As Hawai‘i’s airline we embrace our kuleana to provide safe, reliable, efficient and affordable travel between the Islands we call home. We are proud that our frequent Neighbor Island flights create a robust intrastate transportation system from before dawn to late into the night, so grandparents can see a grandchild in a school play, so construction workers can get to jobs and so the state’s businesses can grow. We fly some 170 flights a day and 6 million people a year between the islands. The flights are, in many ways, a lifeline.
That point was made anew to me when I recently sat down with Kim-Anh Nguyen, the president and CEO of Blood Bank of Hawai‘i (BBH), and Todd Lewis, its chief operating officer, to talk about the long-standing partnership between our organizations. Hawai‘i is unique in so many ways, one of the more esoteric being how we go about collecting and distributing blood.
Without a good blood supply in hospitals, some surgeries would not be possible. Without platelets, some cancer treatments would be more difficult, if not impossible. Trauma patients would have to be stabilized and flown to O‘ahu for treatment. Hospitals are community engines. Reliable health care in a community makes it more livable. Without it, employers would have a harder time recruiting and maintaining talent. In short, a reliable blood supply is a pillar of a reliable health care infrastructure.
If you are sitting on one of our Boeing 717s, chances are excellent there is blood on board. Under Dr. Nguyen’s leadership, BBH made a commitment to Hawai‘i’s eighteen civilian hospitals to maintain an adequate blood supply to meet spikes in demand. On any given day, about one-half of the state’s blood supply is in those eighteen facilities, and the rest is at BBH in Honolulu. The entire on-hand supply lasts about one week, so it must be constantly replenished by our state’s heroic donors.
How blood gets from donor to patient is a complicated, just-in-time dance with many partners, including Hawaiian Airlines. Every other week, twenty-five times a year, BBH personnel and equipment—from high-tech machines to cots—are flown to the Neighbor Islands. In all, about one of every five units of blood in the state comes from the Neighbor Islands—so O‘ahu residents also benefit from our transportation partnership with BBH.

#### INFORMATION:

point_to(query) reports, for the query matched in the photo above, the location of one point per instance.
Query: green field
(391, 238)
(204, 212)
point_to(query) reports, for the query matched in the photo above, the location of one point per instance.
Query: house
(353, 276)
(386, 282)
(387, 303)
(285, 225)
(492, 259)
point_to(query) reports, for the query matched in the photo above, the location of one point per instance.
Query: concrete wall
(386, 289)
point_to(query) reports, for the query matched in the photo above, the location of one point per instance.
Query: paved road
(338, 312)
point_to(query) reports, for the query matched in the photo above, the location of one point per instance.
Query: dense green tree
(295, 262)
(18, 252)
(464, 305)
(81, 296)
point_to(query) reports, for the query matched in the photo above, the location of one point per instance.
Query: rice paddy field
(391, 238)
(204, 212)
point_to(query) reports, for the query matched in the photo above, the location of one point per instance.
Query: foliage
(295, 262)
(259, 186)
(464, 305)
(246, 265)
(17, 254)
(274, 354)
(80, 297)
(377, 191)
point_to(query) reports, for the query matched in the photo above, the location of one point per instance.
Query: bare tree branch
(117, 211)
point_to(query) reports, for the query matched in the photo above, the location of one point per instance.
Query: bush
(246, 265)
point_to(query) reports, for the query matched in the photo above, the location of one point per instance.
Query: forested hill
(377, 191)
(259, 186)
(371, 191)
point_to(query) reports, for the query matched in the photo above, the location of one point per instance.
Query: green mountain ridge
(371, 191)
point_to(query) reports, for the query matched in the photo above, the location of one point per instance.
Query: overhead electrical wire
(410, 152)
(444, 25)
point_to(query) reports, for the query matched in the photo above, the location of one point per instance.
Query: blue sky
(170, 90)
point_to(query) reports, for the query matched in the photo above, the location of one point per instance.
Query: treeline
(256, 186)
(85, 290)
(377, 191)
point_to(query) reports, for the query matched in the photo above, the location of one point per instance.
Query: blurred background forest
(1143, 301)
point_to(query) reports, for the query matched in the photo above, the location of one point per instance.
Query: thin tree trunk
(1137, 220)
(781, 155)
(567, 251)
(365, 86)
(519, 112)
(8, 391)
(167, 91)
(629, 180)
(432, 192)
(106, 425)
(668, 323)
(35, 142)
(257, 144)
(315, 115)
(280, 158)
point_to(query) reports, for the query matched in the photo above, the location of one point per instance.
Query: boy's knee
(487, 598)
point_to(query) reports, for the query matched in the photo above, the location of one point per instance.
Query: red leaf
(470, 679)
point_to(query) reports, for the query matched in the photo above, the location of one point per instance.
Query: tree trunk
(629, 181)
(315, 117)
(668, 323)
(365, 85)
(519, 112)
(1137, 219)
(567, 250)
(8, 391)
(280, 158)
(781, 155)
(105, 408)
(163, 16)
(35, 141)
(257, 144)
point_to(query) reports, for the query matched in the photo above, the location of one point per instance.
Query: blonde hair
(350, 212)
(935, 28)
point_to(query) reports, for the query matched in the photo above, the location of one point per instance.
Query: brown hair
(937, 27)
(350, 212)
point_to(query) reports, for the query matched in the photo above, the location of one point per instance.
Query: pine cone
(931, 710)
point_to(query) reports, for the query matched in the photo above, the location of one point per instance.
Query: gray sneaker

#### TRY IT:
Quote the stretch of the airline text from "If you are sitting" through "state’s heroic donors.". Rely on the text alone, not the rows.

#### EXPECTED ANSWER:
If you are sitting on one of our Boeing 717s, chances are excellent there is blood on board. Under Dr. Nguyen’s leadership, BBH made a commitment to Hawai‘i’s eighteen civilian hospitals to maintain an adequate blood supply to meet spikes in demand. On any given day, about one-half of the state’s blood supply is in those eighteen facilities, and the rest is at BBH in Honolulu. The entire on-hand supply lasts about one week, so it must be constantly replenished by our state’s heroic donors.